Convert each line of the items below into a JSON list of strings, one string per line, and omit any blank lines.

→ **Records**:
···
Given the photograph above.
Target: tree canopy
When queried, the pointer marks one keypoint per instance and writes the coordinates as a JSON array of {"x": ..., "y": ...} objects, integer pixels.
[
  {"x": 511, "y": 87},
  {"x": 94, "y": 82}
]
···
→ **Result**:
[
  "Given the photograph above.",
  "Target: tree canopy",
  "When queried, the pointer marks one keypoint per instance and writes the coordinates as a JSON array of {\"x\": ..., \"y\": ...} objects, integer pixels.",
  "[",
  "  {\"x\": 511, \"y\": 87},",
  "  {\"x\": 94, \"y\": 82}",
  "]"
]